• Exercise instructions
For this exercise, copy the records below exactly and exclude every image.
---*---
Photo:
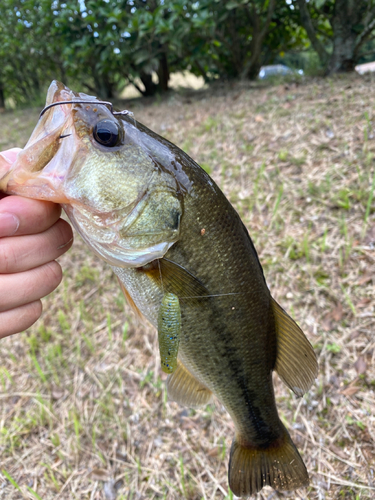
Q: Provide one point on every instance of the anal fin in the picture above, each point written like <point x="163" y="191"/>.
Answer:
<point x="185" y="389"/>
<point x="296" y="362"/>
<point x="130" y="300"/>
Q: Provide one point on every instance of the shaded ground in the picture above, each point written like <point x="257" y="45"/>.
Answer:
<point x="84" y="413"/>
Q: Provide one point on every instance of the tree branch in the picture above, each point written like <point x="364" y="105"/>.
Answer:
<point x="271" y="9"/>
<point x="307" y="24"/>
<point x="362" y="37"/>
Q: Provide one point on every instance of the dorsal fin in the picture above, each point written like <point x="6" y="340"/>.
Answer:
<point x="296" y="362"/>
<point x="185" y="389"/>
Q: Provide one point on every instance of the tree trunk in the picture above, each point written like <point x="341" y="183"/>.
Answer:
<point x="307" y="24"/>
<point x="150" y="87"/>
<point x="347" y="14"/>
<point x="252" y="66"/>
<point x="2" y="97"/>
<point x="163" y="73"/>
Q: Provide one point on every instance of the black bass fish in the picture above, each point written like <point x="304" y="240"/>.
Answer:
<point x="165" y="227"/>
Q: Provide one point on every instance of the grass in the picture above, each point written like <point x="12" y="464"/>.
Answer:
<point x="84" y="413"/>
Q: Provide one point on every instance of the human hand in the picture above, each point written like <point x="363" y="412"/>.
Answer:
<point x="32" y="236"/>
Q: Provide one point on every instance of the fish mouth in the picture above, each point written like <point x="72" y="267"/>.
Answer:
<point x="41" y="168"/>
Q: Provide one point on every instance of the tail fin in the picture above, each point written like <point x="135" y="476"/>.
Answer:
<point x="279" y="465"/>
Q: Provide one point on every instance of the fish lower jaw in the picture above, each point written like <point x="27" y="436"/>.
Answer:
<point x="119" y="256"/>
<point x="40" y="191"/>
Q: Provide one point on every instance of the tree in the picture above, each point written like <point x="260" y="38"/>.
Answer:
<point x="343" y="25"/>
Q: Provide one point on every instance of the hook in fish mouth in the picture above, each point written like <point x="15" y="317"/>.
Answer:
<point x="106" y="103"/>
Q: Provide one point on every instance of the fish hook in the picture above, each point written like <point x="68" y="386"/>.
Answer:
<point x="106" y="103"/>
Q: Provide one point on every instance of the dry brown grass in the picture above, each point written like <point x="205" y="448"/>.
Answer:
<point x="84" y="413"/>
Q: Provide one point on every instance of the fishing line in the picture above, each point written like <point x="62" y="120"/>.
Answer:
<point x="106" y="103"/>
<point x="208" y="296"/>
<point x="161" y="277"/>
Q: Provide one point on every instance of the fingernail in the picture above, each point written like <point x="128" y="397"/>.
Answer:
<point x="65" y="244"/>
<point x="9" y="224"/>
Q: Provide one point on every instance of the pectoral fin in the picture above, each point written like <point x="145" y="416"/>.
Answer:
<point x="169" y="330"/>
<point x="173" y="278"/>
<point x="185" y="389"/>
<point x="296" y="362"/>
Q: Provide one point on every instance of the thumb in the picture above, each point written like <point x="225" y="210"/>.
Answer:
<point x="7" y="158"/>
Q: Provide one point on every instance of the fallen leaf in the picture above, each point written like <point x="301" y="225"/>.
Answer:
<point x="337" y="313"/>
<point x="365" y="279"/>
<point x="350" y="390"/>
<point x="360" y="365"/>
<point x="259" y="118"/>
<point x="99" y="475"/>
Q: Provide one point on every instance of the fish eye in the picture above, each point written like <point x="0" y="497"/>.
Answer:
<point x="106" y="132"/>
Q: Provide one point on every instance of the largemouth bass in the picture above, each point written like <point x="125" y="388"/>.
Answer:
<point x="165" y="227"/>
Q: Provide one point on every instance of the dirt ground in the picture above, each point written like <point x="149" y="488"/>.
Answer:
<point x="84" y="412"/>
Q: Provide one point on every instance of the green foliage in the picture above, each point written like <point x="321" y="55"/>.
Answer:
<point x="102" y="45"/>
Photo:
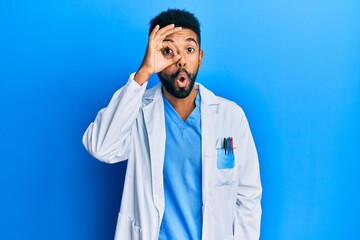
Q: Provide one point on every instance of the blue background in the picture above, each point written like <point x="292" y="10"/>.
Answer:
<point x="294" y="66"/>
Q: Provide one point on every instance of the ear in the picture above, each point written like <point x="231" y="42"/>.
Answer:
<point x="201" y="54"/>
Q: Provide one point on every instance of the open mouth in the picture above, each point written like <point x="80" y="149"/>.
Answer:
<point x="181" y="79"/>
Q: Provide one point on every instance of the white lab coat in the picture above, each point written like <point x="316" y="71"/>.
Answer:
<point x="132" y="127"/>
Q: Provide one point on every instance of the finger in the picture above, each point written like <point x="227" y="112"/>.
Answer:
<point x="168" y="44"/>
<point x="154" y="31"/>
<point x="174" y="59"/>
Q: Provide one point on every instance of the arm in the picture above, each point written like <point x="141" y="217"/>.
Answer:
<point x="248" y="205"/>
<point x="108" y="137"/>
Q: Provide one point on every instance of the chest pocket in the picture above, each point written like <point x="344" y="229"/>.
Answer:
<point x="225" y="167"/>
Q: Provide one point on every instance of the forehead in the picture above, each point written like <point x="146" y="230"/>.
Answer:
<point x="184" y="35"/>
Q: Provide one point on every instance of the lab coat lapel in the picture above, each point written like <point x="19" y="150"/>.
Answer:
<point x="155" y="127"/>
<point x="209" y="126"/>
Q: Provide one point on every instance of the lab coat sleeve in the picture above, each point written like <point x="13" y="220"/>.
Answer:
<point x="248" y="205"/>
<point x="108" y="137"/>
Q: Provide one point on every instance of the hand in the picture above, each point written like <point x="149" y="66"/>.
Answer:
<point x="154" y="60"/>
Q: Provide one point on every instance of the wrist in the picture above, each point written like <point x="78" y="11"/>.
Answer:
<point x="142" y="76"/>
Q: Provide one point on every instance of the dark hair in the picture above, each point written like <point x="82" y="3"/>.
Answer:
<point x="181" y="18"/>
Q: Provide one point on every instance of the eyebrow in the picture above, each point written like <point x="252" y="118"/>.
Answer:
<point x="186" y="40"/>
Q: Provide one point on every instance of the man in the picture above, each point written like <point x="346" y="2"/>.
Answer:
<point x="192" y="169"/>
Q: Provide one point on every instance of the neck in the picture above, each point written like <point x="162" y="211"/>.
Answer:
<point x="183" y="106"/>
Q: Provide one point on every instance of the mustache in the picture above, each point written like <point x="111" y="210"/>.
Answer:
<point x="181" y="70"/>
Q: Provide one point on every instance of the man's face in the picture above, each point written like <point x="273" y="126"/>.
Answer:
<point x="178" y="79"/>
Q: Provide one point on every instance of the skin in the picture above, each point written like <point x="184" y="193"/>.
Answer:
<point x="170" y="49"/>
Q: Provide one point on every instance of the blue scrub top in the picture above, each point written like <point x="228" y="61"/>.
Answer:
<point x="182" y="175"/>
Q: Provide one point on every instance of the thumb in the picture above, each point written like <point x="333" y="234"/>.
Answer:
<point x="175" y="58"/>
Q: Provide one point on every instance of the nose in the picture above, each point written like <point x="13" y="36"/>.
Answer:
<point x="182" y="62"/>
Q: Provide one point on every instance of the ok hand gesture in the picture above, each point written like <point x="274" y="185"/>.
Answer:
<point x="154" y="60"/>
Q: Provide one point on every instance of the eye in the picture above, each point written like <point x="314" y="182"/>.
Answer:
<point x="167" y="51"/>
<point x="190" y="49"/>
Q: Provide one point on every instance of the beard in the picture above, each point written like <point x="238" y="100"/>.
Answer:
<point x="169" y="82"/>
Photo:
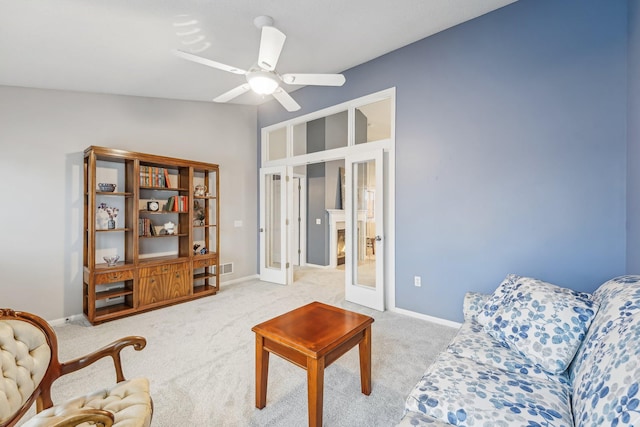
---*---
• Result for this exercise
Photo:
Q: Provide one point on every instance of the anal fin in the picture above, each point written like <point x="163" y="191"/>.
Answer:
<point x="185" y="389"/>
<point x="296" y="362"/>
<point x="130" y="300"/>
Q: Provide one point on every instance of the shaded ground in the picture above, each point written like <point x="257" y="45"/>.
Answer:
<point x="84" y="413"/>
Q: Provide one point on every instance of the tree branch in the picture above, each point written like <point x="364" y="105"/>.
Answer:
<point x="271" y="9"/>
<point x="307" y="24"/>
<point x="362" y="37"/>
Q: Provide one point on every instance of the dorsal fin in the picture above, each point written like <point x="6" y="340"/>.
Answer:
<point x="296" y="362"/>
<point x="185" y="389"/>
Q: Provide one point on every instance of the tree trunk in the picture above, each point written like <point x="341" y="183"/>.
Answer:
<point x="307" y="24"/>
<point x="150" y="87"/>
<point x="347" y="14"/>
<point x="252" y="66"/>
<point x="2" y="97"/>
<point x="163" y="73"/>
Q: Provide one point on every instance of the black bass fish in the picture above, each point written like <point x="304" y="240"/>.
Answer:
<point x="165" y="227"/>
Q: Provide one point on every instance of the grass in the picture above, each point written like <point x="12" y="464"/>.
Answer:
<point x="84" y="413"/>
Q: Provide one point on every instance of the human hand in the picture above, each point written like <point x="363" y="412"/>.
Answer:
<point x="32" y="236"/>
Q: Provide one point on every instance of the fish mouth in the picture above, each point written like <point x="72" y="267"/>.
Answer:
<point x="41" y="168"/>
Q: Provide one point on every instance of the tail fin in the picture above, each point written like <point x="135" y="476"/>.
Answer:
<point x="279" y="465"/>
Q: Provide one point on every instance of the fish lower jaw in the picture above, each point written like <point x="27" y="436"/>.
Answer:
<point x="119" y="256"/>
<point x="40" y="191"/>
Q: Provide one point on every instance of the tree in the picture above, each point written like <point x="260" y="38"/>.
Answer:
<point x="343" y="25"/>
Q: Provide one point on every instance of the hook in fish mouth in the picture above, each point written like <point x="15" y="317"/>.
Answer:
<point x="106" y="103"/>
Q: Provide one point on every instance of the fish hook in the picture above, each point written like <point x="68" y="386"/>.
Answer:
<point x="106" y="103"/>
Q: Provide one point on every instance of the dry brown grass in the picture above, each point written like <point x="205" y="448"/>.
Answer:
<point x="84" y="413"/>
Q: Provide one point on every instance of the fishing line in the picture above, each point written like <point x="62" y="120"/>.
Answer:
<point x="106" y="103"/>
<point x="208" y="296"/>
<point x="161" y="277"/>
Q: Provide one point on every instance of the fingernail in the picture above, each point written like <point x="128" y="397"/>.
Answer:
<point x="65" y="244"/>
<point x="9" y="224"/>
Q: Provide one point on every instance of the pectoral fin in the picture above, each point written like <point x="145" y="416"/>.
Answer:
<point x="169" y="330"/>
<point x="173" y="278"/>
<point x="185" y="389"/>
<point x="296" y="362"/>
Q: Provide one point on every instance of the thumb in the picture above, each point written like <point x="225" y="210"/>.
Answer:
<point x="7" y="158"/>
Q: Provide one point on every instance of the fallen leaf in the picture above, each point written like <point x="301" y="225"/>.
Answer:
<point x="337" y="313"/>
<point x="365" y="279"/>
<point x="350" y="390"/>
<point x="360" y="365"/>
<point x="259" y="118"/>
<point x="99" y="475"/>
Q: Provide one point on every instance of the fish eye in the picture above, each point written like <point x="0" y="497"/>.
Answer:
<point x="106" y="132"/>
Q: Provide one point on every instance of the largemouth bass in the picture above, each point written like <point x="125" y="388"/>.
Answer:
<point x="165" y="227"/>
Q: Provide one point on every instance of the dirt ground in the picture above, each point written like <point x="149" y="488"/>.
Answer:
<point x="84" y="412"/>
Q: Provide one point on every instance of the green foliage in the picture above, each point written like <point x="321" y="55"/>.
Answer:
<point x="102" y="45"/>
Photo:
Q: Provide one point on every instance of the blue background in the picture above, each point written like <point x="292" y="10"/>.
Answer:
<point x="294" y="66"/>
Q: Provide one point on every instance of the ear in the picture above, each point written like <point x="231" y="42"/>.
Answer:
<point x="201" y="54"/>
Q: Provide one point on every instance of the open mouth in the picture above, each point written like <point x="80" y="149"/>.
Answer:
<point x="181" y="79"/>
Q: Provide one point on every instance of the white lab coat in the picture above, each point written like <point x="316" y="71"/>.
Answer:
<point x="132" y="127"/>
Q: Provide one point on every instance of the finger in the picture above, each point written like <point x="227" y="112"/>.
Answer:
<point x="168" y="44"/>
<point x="154" y="31"/>
<point x="174" y="59"/>
Q: Provide one point on every instance of the arm in the picture above, each point written like <point x="141" y="217"/>.
Answer:
<point x="248" y="205"/>
<point x="108" y="137"/>
Q: Provide one point on every instance of the chest pocket in the picture above, each point written like <point x="344" y="229"/>.
Answer:
<point x="225" y="167"/>
Q: Provide one point on every instance of the forehead in the picture above, each point written like <point x="146" y="230"/>.
Answer:
<point x="184" y="35"/>
Q: Provide one point on every instance of the lab coat lapel in the picture above, each point written like <point x="19" y="150"/>.
Answer:
<point x="155" y="127"/>
<point x="209" y="126"/>
Q: Provide one point on every instance of the lab coat sleeve in the picture above, each point written like <point x="13" y="220"/>.
Answer:
<point x="248" y="205"/>
<point x="108" y="137"/>
Q: Provide one point on every instance of the hand in the picture above, each point written like <point x="149" y="66"/>.
Answer:
<point x="154" y="60"/>
Q: Provide one point on every instance of the wrist in the picture above, each point written like <point x="78" y="11"/>.
Answer:
<point x="142" y="76"/>
Q: Provide one point on every instance of the dark hair in the picture above, each point written like <point x="82" y="3"/>.
Answer:
<point x="181" y="18"/>
Q: Provide one point on every instance of the eyebrow in the picture above, each point written like <point x="252" y="118"/>.
Answer:
<point x="186" y="40"/>
Q: Provide one point on every instance of the man in the picture above, each point written like <point x="346" y="2"/>.
Answer:
<point x="192" y="169"/>
Q: Provide one point on every instance of the neck in the picture above, each point written like <point x="162" y="211"/>.
Answer:
<point x="183" y="106"/>
Q: Provide one point on every instance of the mustache in the picture above, each point written like <point x="111" y="210"/>.
Answer:
<point x="181" y="70"/>
Q: Provide one point on every instance of the man's face in the picture above, each point written like <point x="273" y="126"/>.
Answer:
<point x="178" y="79"/>
Q: Provide one point on every instance of the skin in the picture above, each point written like <point x="184" y="193"/>.
Answer:
<point x="170" y="49"/>
Q: Provide one point on every instance of the blue scrub top in the picture above, each point written like <point x="228" y="61"/>.
Answer:
<point x="182" y="175"/>
Q: Provide one point on every instance of the thumb in the picture above, each point written like <point x="333" y="234"/>.
Answer:
<point x="175" y="58"/>
Q: Provide one point on every instance of the nose in the picture above, each point written like <point x="13" y="36"/>.
Answer:
<point x="182" y="62"/>
Q: Provide one point on every instance of the ok hand gesture in the picture above, each point written like <point x="274" y="185"/>.
Answer:
<point x="154" y="60"/>
Q: Provide one point on every instance of the eye in the picture above, each point written like <point x="314" y="182"/>.
Answer:
<point x="167" y="51"/>
<point x="190" y="49"/>
Q: Provide one point on every instance of the beard in the picture above, each point written like <point x="238" y="100"/>.
Answer:
<point x="169" y="82"/>
Photo:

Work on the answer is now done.